Exercises to complete:
1 - According to the thesis abstract, which three compounds were examined at room temperature by powder neutron diffraction to assess the importance of the light cation?
2 - Summarize the thesis abstract in three sentences.

Document section below:

The structure and dynamics of compounds related to fast ionic conductors

• Main Author: Fitch, A. N.
• Published: University of Oxford 1982
• Subjects: 530.41; Solid-state physics
• Online Access: http://ethos.bl.uk/OrderDetails.do?uin=uk.bl.ethos.331096

Powder neutron diffraction studies have been performed on the deuterated form of the proton conductor HU0₂AsO₄.4H₂O both above and below the transition at 301K to a poorly conducting antiferro-electric phase. The observed structures have been rationalised in terms of the presence of two types of water dimer, H₄O₂ and [H₅O₂], whose dynamic interchange above the transition, in a scheme of hydrogen disorder, provides a simple mechanism for the high hydrogen mobility. Further diffraction studies on cation substituted LiUO<sub.2</sub>AsO₄.4D₂O show a change to a structure which is completely ordered with adjacent water squares linked together via tetrahedral co-ordination about the lithium ion. Comparison of this structure with that of some similar cation substituted compounds allows the proposal of a mechanism for sodium mobility in NaUO₂PO₄.3H₂O. The series of compounds Li₂UCl₆, Na₂UCl₆ and K₂UCl₆ have been investigated at room temperature by powder neutron diffraction, with the aim of assessing the importance of the light cation in the structures of such compounds. The decrease in polarising power of the cation through the series leads to structures in which the [UCl₆]^2- octahedron exhibits progressively greater o molecular character as the charge transfer from chloride to uranium increases. Measurements of the proton NMR spin-lattice relaxation time T₁ as a function of temperature have been performed on the ammonia intercalation compounds TiS₂(NH₃) for three different stoichiometries of TiS₂, ranging from 0.1-2.0% excess titanium. There appears to be no influence of excess titanium on the mobility of the ammonia molecules in contrast to LiTiS₂ and NaTiS₂, where there is a very marked decrease with increasing titanium content.

End of Document section.
Material supplied below:

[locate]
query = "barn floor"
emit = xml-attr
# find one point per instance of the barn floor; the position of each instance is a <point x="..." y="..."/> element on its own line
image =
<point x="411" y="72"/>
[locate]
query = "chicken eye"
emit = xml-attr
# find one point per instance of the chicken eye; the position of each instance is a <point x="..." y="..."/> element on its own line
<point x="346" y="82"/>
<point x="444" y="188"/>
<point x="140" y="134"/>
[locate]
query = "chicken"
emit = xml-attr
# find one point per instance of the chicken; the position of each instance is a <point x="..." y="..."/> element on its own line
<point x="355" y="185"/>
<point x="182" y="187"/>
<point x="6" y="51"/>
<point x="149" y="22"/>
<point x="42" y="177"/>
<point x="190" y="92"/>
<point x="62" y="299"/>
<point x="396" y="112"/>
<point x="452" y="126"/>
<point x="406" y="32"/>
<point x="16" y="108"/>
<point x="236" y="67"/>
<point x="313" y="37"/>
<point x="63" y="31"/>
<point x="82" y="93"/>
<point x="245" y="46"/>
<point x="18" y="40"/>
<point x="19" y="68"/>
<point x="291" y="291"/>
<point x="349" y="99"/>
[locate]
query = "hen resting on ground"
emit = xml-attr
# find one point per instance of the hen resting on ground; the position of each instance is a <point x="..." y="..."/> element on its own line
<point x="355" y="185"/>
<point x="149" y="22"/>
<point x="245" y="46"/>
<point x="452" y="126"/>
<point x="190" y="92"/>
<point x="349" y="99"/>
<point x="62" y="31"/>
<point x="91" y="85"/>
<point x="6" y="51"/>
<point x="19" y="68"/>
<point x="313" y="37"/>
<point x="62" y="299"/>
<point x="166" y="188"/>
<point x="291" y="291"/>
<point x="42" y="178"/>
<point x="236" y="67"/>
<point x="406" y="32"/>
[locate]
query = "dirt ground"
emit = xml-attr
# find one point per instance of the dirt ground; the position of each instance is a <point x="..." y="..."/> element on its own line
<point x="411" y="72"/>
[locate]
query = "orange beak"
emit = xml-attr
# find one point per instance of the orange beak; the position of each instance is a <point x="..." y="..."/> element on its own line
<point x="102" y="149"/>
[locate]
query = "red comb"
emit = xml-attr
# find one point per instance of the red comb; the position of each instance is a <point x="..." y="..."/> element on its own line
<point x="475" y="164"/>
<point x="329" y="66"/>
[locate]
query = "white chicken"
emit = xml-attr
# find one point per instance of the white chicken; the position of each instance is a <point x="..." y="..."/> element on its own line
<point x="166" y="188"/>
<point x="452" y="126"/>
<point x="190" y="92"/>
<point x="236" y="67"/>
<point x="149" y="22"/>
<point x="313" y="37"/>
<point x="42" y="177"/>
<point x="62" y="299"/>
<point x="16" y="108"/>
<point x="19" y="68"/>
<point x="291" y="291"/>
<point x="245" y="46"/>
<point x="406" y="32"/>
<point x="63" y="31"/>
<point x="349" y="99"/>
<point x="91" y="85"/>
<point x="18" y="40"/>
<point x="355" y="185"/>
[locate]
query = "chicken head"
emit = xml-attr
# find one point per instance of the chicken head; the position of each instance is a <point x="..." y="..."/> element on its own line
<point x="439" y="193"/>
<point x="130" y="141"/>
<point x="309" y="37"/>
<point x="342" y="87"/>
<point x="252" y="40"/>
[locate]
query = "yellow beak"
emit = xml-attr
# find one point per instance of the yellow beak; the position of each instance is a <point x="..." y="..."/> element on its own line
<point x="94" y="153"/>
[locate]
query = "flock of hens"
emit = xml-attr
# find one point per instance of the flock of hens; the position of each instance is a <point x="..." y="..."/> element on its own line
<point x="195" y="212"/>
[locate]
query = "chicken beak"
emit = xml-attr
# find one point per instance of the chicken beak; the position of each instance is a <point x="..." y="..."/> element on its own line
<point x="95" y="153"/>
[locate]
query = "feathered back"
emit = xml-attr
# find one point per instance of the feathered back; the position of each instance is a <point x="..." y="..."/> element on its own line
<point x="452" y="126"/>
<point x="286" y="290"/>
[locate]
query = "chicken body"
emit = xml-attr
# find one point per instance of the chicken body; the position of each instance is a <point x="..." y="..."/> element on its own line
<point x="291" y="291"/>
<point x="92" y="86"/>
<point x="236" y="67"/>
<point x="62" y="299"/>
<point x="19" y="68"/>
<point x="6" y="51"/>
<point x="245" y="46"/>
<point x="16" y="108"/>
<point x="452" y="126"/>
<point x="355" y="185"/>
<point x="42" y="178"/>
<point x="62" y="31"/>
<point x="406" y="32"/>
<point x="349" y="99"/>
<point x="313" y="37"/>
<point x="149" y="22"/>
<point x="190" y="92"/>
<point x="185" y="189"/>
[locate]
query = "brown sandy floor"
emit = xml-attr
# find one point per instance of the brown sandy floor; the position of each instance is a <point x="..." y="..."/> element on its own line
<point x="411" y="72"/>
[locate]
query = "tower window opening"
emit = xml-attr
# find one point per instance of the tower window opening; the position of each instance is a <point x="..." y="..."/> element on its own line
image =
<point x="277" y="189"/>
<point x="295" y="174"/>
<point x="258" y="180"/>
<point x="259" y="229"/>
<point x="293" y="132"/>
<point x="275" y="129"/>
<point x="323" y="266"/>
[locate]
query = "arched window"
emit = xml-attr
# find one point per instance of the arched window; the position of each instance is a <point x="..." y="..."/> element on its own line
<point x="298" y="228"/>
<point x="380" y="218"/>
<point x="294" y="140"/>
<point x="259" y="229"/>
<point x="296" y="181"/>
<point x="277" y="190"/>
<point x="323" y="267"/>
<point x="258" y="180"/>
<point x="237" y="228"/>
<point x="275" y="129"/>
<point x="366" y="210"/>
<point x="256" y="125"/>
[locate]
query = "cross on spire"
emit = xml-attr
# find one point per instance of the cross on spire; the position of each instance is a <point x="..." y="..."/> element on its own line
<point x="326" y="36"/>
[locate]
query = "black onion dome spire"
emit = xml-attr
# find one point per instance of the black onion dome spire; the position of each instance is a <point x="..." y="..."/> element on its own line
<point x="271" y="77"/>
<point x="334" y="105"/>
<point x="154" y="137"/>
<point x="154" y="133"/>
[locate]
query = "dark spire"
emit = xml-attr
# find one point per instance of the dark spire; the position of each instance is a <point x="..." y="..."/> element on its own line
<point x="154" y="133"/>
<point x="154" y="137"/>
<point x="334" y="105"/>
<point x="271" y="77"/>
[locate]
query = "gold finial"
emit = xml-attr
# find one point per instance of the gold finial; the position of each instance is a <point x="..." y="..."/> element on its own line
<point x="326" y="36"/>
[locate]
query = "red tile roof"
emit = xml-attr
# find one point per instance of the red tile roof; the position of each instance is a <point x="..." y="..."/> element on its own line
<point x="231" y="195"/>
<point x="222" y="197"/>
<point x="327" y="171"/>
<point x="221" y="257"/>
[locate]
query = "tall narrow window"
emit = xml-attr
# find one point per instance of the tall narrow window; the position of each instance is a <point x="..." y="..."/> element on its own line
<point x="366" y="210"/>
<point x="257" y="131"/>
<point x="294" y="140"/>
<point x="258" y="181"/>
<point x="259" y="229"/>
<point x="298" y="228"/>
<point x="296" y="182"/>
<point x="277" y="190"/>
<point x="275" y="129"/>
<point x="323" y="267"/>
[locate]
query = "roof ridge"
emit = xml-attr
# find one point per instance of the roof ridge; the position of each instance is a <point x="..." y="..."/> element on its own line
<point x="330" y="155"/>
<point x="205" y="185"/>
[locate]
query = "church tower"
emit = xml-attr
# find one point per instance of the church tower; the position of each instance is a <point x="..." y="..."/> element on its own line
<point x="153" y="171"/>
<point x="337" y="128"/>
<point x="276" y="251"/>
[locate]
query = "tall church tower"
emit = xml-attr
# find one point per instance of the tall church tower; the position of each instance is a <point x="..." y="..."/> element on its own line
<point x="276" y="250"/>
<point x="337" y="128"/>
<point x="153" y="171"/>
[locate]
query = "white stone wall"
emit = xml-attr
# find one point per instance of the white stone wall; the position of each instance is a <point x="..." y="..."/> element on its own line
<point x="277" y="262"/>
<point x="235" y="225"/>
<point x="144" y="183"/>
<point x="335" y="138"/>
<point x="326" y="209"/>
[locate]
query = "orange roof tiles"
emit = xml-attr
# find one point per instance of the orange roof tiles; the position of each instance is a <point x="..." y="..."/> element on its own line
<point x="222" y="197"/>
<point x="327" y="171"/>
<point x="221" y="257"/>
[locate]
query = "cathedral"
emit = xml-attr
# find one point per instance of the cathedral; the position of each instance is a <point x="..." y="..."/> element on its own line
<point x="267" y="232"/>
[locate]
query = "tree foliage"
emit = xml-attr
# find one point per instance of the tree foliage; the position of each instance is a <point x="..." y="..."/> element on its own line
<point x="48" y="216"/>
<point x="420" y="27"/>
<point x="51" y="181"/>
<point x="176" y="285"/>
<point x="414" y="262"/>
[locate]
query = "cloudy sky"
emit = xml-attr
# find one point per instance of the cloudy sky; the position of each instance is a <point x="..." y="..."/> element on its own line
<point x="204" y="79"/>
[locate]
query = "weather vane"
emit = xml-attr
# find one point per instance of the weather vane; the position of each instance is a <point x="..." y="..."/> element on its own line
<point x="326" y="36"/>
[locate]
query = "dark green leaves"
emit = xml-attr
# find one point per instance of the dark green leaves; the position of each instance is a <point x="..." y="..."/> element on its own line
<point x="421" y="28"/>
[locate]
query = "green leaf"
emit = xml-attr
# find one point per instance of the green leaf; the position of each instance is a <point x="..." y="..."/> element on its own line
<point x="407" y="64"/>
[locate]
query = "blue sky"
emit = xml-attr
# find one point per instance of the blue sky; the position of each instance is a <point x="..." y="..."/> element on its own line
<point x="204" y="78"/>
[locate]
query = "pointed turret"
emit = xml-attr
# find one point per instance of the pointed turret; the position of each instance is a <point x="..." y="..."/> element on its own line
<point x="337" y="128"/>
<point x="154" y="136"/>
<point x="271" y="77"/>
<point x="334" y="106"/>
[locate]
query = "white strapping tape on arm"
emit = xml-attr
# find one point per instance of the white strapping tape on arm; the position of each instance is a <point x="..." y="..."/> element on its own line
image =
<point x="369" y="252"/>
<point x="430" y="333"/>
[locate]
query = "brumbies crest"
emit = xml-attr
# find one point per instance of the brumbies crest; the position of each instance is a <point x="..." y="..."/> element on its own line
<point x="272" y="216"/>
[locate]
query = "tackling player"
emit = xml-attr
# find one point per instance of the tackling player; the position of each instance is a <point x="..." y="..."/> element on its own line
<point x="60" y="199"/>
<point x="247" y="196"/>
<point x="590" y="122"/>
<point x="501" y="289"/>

End of Material supplied.
Material supplied below:

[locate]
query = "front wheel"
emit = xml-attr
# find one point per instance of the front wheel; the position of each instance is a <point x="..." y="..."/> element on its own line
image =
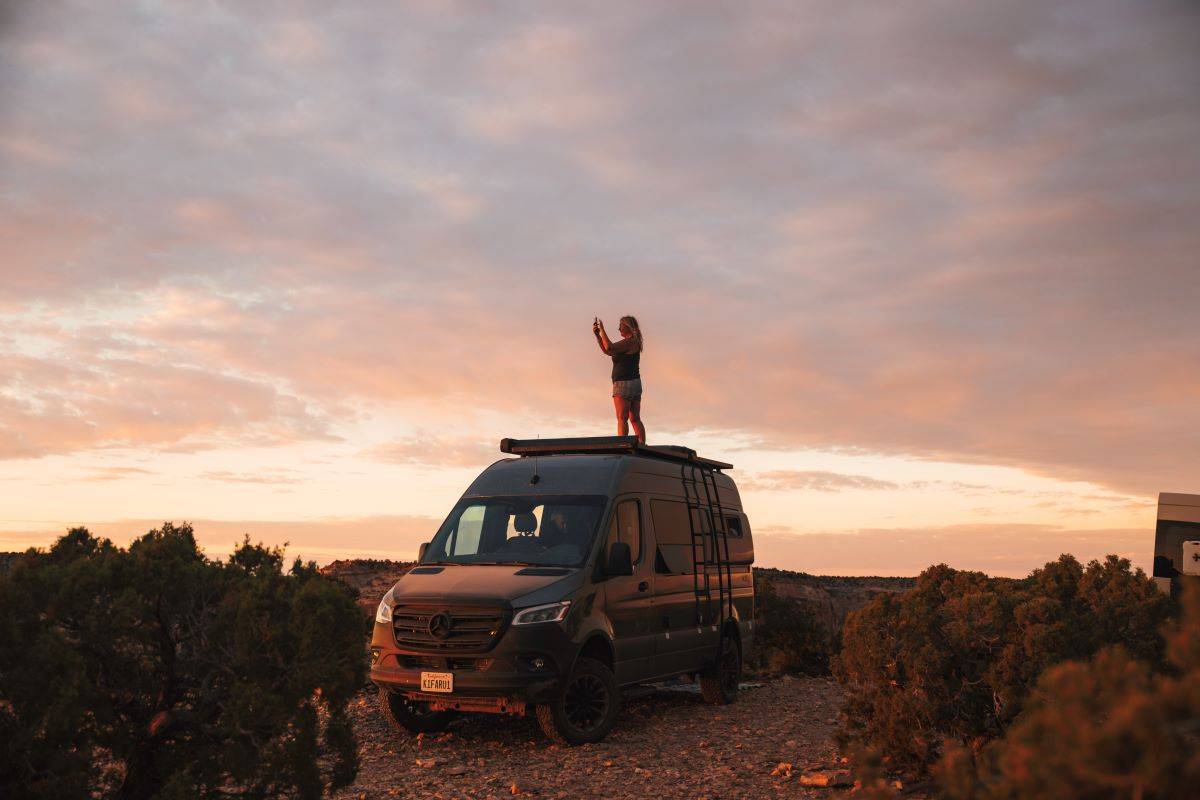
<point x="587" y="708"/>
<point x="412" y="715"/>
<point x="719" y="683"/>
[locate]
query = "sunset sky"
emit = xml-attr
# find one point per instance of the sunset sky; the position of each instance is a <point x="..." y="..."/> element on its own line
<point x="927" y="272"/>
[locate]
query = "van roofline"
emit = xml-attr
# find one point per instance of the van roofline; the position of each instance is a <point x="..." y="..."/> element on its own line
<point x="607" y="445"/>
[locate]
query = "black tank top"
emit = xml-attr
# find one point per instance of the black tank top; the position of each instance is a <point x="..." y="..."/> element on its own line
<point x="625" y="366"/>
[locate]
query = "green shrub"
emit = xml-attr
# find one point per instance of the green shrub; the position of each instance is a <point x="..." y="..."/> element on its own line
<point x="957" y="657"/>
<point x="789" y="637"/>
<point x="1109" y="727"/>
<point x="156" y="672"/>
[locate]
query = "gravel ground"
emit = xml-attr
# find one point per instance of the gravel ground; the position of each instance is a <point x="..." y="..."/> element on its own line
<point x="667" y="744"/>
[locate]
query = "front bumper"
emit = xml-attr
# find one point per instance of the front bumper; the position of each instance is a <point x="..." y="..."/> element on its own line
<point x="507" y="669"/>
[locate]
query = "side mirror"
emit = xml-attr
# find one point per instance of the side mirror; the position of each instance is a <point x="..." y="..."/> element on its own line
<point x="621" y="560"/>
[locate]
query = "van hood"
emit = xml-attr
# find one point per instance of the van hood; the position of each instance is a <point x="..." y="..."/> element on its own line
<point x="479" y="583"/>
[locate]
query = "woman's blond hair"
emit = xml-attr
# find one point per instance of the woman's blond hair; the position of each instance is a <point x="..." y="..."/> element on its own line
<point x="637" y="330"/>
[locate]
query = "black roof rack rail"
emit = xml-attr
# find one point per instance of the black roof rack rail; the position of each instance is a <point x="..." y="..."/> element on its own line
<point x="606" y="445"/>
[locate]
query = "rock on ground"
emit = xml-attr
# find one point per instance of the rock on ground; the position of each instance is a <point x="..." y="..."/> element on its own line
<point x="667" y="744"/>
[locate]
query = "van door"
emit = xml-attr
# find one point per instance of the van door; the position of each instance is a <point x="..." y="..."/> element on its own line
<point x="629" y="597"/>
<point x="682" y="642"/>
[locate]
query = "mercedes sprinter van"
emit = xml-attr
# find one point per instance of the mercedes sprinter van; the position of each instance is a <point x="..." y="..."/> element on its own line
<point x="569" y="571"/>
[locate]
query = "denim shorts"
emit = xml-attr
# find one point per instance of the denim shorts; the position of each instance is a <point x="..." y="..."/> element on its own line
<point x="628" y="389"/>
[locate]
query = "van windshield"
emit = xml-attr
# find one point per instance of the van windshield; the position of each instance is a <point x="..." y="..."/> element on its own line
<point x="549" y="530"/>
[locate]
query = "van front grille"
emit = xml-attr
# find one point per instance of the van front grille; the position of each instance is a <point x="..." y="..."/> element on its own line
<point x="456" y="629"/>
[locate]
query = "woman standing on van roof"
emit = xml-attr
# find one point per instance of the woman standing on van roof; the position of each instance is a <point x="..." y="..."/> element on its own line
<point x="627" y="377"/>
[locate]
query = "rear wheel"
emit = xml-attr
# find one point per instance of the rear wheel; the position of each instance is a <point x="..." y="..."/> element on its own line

End of Material supplied.

Responses by task:
1 - Li₂UCl₆, Na₂UCl₆ and K₂UCl₆.

2 - Powder neutron diffraction on a deuterated uranyl arsenate proton conductor, above and below its 301K transition, attributes its high hydrogen mobility to the dynamic interchange of two types of water dimer. Studies of cation-substituted compounds led to a proposed mechanism for sodium mobility in NaUO₂PO₄.3H₂O. In Li₂UCl₆, Na₂UCl₆ and K₂UCl₆, the cation's decreasing polarizing power gives the [UCl₆]²⁻ octahedron progressively greater molecular character, and proton NMR measurements on TiS₂(NH₃) show that excess titanium does not affect ammonia mobility, unlike in LiTiS₂ and NaTiS₂.